> _What you will do_
Rewrite the lines of the material below as a Markdown table with two columns, Row and Line, where Row numbers each line in order and Line holds its text. Leave out any blank lines.
**** Exercise materials ****
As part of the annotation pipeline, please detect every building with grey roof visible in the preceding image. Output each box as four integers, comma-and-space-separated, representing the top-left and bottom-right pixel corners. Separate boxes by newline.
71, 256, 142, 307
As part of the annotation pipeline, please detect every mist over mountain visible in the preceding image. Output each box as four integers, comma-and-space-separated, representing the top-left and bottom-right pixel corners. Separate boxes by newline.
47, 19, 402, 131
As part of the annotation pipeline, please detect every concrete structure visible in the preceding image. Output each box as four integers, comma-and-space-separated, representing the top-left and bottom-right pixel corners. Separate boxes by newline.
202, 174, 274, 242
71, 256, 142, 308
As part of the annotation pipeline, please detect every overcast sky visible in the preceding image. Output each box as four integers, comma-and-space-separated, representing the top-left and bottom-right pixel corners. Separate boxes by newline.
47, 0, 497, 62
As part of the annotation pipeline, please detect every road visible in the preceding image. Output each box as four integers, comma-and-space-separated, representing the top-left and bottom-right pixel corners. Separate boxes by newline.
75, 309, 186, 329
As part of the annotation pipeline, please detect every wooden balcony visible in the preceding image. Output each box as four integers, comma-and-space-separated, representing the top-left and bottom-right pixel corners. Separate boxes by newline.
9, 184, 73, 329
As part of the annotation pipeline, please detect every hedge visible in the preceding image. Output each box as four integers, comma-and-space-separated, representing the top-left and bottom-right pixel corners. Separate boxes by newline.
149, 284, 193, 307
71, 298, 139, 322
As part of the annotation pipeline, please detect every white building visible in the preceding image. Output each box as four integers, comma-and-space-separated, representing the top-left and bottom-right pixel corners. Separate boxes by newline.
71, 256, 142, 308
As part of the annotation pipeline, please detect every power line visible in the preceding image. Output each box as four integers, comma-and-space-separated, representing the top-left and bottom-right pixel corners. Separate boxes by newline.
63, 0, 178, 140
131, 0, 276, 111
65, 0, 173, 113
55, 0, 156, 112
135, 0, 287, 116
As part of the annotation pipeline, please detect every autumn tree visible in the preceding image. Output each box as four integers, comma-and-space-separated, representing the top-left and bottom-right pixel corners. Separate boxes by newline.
****
> _Output_
| Row | Line |
|---|---|
| 1 | As part of the annotation pipeline, please detect every building with grey roof visible in the preceding image. Output each box as four integers, comma-and-space-separated, representing the top-left and bottom-right pixel corners. Separate boxes by newline. |
| 2 | 71, 256, 142, 307 |
| 3 | As part of the annotation pipeline, please detect every mist over mountain visible in the preceding image. Output each box as four integers, comma-and-space-separated, representing the top-left and bottom-right pixel corners. Separate boxes by newline. |
| 4 | 47, 19, 402, 131 |
| 5 | As part of the annotation pipeline, please detect every concrete structure visible in the preceding image. Output each box as four integers, comma-and-space-separated, representing the top-left and bottom-right pixel corners. Separate boxes by newline. |
| 6 | 202, 174, 274, 242 |
| 7 | 71, 256, 142, 308 |
| 8 | As part of the annotation pipeline, please detect every overcast sky visible in the preceding image. Output each box as four integers, comma-and-space-separated, representing the top-left and bottom-right pixel corners. Separate boxes by newline. |
| 9 | 47, 0, 497, 62 |
| 10 | As part of the annotation pipeline, please detect every road visible in the preceding image. Output each box as four integers, comma-and-space-separated, representing the top-left and bottom-right pixel corners. Separate boxes by newline. |
| 11 | 75, 309, 186, 329 |
| 12 | As part of the annotation pipeline, please detect every wooden balcony visible in the preceding image. Output each box as four integers, comma-and-space-separated, representing the top-left and bottom-right pixel corners. Separate boxes by newline. |
| 13 | 9, 184, 73, 329 |
| 14 | As part of the annotation pipeline, please detect every hedge visible in the preceding image. Output each box as four integers, comma-and-space-separated, representing the top-left and bottom-right pixel corners. Separate boxes by newline. |
| 15 | 149, 284, 193, 307 |
| 16 | 71, 298, 139, 322 |
| 17 | As part of the annotation pipeline, please detect every white building visible in the preceding image. Output each box as four integers, comma-and-space-separated, representing the top-left and bottom-right pixel corners. Separate boxes by newline. |
| 18 | 71, 256, 142, 308 |
| 19 | As part of the annotation pipeline, please detect every power line visible in the preceding image. Output each box as four integers, comma-and-space-separated, representing the top-left and bottom-right pixel corners. Separate boxes by newline. |
| 20 | 63, 0, 178, 140 |
| 21 | 131, 0, 276, 111 |
| 22 | 65, 0, 173, 113 |
| 23 | 55, 0, 156, 112 |
| 24 | 135, 0, 287, 116 |
| 25 | As part of the annotation pipeline, please detect every autumn tree visible in the preceding image. Output each box as four integers, comma-and-space-separated, representing the top-left and bottom-right pixel corners. Separate boxes by newline. |